Cait De Mott Grady's opening remarks
at the 8th Annual PETER DEMOTT PEACE TROT

Good morning and welcome to the 8th Annual Peter De Mott Peace Trot!

Happy Father’s Day to all the dads – biological, chosen, honorary, those present in body and those with us in spirit. I’m going to briefly share a few thoughts about the quote on the t-shirt.

This political, economic, social, historical moment we are standing in feels apocalyptic. The giant triplets of racism, extreme materialism, and militarism that Dr. King incisively named seem no closer to being conquered. We are destroying our planet – our water, air, and land. Black and Brown lives do not matter to this white supremacist system. We are waging endless war.

But in this darkness, we also see courageous acts of hope – of people, in communities across the country and the world, resisting.

For my Dad, resisting meant many things: from the personal discipline of living simply, to unlearning toxic masculinity, to living in community and sharing resources when our capitalist system isolates and tears at every human connection, and it also meant civil disobedience. It meant putting his body on the line, it meant walking
into prisons and jails and being in community with people labeled criminal, as he acted from his position as an Army and Marine veteran to call attention to the abhorrent violence of U.S. militarism. My Dad's actions were not isolated, they sprang from community, they built community, they were supported by community.

** Task brief **
In the opening remarks, what are the "giant triplets" that Dr. King named? You can set the lines aside; they aren't needed.

** Data supplied **
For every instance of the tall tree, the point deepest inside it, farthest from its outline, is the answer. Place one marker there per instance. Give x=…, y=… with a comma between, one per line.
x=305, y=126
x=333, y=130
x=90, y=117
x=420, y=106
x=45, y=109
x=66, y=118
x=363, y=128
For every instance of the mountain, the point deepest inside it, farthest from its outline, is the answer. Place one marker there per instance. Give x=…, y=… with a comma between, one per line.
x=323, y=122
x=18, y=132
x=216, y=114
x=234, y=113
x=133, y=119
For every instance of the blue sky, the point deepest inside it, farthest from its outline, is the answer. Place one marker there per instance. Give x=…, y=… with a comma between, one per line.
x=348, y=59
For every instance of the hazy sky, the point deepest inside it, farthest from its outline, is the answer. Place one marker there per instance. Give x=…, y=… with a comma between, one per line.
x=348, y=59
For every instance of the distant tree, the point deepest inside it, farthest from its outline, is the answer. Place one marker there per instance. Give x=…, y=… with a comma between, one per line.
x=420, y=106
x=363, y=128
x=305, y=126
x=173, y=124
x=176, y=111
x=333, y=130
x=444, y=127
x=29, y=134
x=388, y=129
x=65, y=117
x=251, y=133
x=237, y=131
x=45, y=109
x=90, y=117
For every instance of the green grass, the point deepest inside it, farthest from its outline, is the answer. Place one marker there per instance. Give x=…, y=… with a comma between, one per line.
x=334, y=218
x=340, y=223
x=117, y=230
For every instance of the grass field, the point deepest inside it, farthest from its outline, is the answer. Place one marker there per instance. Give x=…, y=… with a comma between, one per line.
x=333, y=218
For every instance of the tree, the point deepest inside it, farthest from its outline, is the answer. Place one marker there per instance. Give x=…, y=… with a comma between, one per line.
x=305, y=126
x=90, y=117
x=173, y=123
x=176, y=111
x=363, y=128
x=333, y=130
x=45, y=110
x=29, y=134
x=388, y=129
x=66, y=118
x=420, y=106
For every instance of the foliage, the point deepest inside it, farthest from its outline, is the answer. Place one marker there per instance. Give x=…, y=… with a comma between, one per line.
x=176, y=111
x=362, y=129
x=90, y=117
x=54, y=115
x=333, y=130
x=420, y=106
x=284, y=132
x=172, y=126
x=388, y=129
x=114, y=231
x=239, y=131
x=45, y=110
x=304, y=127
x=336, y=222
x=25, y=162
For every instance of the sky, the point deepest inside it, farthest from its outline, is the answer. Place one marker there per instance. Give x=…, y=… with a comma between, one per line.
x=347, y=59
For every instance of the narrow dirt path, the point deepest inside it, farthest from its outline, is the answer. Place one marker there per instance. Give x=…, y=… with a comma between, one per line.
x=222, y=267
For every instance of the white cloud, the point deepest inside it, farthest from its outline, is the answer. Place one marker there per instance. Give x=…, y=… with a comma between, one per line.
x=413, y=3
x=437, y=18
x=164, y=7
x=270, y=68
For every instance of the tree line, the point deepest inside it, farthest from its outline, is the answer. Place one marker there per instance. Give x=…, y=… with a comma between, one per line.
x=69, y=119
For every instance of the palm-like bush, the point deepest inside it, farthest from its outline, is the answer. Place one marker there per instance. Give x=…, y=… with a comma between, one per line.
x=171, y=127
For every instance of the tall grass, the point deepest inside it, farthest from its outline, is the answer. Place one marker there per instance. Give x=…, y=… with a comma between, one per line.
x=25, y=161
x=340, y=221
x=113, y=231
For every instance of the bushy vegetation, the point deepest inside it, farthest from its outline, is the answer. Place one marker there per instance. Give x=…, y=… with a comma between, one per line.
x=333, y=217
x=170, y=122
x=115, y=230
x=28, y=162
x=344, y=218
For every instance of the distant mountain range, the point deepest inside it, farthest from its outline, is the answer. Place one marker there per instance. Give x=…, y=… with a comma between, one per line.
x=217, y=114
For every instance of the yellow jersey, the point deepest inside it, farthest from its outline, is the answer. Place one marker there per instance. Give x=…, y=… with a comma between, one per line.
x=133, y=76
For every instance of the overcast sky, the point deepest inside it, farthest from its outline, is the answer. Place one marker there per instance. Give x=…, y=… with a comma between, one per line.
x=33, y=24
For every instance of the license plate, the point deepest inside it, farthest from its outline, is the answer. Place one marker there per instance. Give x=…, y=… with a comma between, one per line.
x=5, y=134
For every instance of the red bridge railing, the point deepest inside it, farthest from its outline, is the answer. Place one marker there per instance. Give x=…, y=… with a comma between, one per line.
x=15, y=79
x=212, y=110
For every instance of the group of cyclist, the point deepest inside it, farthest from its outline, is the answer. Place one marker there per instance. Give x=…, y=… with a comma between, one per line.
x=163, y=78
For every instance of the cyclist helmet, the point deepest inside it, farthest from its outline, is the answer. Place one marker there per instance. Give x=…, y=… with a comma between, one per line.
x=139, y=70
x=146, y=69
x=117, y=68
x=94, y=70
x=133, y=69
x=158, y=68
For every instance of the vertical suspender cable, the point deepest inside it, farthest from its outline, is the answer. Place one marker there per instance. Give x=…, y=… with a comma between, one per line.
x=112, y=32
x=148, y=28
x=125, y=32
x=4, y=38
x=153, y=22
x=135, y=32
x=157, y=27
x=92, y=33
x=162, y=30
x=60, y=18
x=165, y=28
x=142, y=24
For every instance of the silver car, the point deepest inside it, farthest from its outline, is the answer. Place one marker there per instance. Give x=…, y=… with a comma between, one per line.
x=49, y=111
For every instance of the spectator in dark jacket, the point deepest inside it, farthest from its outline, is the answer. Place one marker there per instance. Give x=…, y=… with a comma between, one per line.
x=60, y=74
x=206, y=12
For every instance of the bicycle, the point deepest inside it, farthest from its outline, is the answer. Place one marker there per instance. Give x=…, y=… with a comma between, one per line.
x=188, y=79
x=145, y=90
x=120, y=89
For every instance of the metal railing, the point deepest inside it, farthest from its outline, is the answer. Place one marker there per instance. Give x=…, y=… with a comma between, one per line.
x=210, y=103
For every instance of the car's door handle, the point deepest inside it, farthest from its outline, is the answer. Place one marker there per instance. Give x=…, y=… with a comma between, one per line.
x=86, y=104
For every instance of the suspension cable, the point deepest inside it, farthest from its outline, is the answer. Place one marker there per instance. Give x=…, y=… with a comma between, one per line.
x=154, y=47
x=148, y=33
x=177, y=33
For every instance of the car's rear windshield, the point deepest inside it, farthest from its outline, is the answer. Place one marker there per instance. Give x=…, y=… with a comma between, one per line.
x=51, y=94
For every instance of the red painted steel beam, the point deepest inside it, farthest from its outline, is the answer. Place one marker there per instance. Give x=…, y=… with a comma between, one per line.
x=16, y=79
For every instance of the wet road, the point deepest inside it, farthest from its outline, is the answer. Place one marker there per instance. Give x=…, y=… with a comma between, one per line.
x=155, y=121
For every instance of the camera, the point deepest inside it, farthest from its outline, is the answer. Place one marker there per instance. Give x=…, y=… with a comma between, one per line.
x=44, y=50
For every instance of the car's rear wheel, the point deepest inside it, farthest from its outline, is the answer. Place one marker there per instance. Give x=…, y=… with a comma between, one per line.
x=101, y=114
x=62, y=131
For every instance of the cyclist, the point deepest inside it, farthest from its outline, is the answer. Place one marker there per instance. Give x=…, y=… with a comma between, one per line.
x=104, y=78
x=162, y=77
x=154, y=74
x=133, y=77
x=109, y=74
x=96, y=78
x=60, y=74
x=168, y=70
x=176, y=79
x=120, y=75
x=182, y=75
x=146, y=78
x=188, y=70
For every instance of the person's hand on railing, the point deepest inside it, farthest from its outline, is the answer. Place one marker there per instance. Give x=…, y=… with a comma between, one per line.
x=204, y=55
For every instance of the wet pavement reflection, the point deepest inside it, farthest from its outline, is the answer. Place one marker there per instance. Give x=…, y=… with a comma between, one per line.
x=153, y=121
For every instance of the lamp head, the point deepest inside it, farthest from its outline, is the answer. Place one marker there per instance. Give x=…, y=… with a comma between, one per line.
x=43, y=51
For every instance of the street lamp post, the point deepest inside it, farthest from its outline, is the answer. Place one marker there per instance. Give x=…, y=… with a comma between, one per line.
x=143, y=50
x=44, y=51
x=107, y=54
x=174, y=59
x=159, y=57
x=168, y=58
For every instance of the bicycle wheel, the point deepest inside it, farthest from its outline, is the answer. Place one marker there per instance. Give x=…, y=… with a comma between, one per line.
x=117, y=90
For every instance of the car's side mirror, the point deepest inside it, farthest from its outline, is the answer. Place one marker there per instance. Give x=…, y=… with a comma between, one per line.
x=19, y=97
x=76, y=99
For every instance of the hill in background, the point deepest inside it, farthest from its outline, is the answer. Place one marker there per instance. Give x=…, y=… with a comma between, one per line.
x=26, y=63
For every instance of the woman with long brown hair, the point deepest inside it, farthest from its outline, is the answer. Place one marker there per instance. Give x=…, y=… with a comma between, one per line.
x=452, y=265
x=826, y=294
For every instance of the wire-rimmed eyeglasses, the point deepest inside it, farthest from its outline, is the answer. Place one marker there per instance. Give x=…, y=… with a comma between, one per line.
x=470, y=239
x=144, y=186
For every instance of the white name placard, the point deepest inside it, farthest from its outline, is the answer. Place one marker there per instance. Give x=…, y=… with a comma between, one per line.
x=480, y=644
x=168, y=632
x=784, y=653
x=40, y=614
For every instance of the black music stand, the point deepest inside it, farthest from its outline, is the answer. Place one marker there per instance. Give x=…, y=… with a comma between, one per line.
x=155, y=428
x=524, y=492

==

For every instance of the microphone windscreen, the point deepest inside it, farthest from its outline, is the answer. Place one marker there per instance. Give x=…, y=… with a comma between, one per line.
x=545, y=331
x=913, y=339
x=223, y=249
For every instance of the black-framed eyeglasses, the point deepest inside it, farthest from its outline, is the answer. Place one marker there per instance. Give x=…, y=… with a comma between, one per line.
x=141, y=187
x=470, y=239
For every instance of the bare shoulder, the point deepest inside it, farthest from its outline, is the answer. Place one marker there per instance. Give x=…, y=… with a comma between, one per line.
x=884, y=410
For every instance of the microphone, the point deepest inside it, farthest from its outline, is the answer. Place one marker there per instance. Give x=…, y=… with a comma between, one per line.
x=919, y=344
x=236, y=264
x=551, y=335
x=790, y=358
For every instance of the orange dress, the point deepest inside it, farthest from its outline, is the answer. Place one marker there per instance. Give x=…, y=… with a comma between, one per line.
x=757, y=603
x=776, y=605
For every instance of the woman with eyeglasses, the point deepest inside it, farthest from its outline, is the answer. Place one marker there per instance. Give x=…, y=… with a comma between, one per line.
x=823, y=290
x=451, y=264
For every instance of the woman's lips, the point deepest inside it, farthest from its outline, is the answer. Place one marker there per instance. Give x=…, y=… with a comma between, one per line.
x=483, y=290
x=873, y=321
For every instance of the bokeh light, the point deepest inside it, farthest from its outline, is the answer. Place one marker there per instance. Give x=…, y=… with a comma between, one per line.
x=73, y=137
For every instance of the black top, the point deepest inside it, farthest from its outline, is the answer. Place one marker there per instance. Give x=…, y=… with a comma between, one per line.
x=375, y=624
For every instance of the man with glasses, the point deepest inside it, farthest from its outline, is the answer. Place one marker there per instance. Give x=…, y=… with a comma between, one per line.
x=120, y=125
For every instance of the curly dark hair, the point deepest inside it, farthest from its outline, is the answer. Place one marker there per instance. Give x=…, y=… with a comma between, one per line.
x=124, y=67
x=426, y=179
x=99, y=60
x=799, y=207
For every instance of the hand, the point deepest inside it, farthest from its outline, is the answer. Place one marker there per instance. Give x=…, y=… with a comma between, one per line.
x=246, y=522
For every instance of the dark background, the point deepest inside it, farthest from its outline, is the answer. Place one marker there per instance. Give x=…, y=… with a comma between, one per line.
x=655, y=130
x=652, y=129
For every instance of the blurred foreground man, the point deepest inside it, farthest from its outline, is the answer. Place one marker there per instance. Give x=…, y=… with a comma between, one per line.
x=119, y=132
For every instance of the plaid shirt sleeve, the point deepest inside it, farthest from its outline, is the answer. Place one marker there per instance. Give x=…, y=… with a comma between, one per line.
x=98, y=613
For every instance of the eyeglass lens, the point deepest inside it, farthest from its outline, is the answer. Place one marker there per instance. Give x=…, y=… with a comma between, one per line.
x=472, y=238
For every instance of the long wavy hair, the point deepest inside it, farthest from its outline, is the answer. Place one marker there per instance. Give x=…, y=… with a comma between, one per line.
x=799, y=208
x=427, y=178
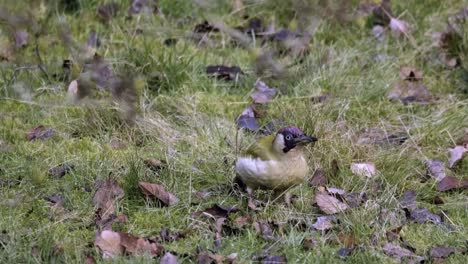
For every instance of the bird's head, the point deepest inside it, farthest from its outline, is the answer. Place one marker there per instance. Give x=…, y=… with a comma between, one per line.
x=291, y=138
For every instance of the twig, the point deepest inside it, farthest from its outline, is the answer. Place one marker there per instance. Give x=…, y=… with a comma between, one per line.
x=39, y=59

** Solution to this problem **
Racism, extreme materialism, and militarism.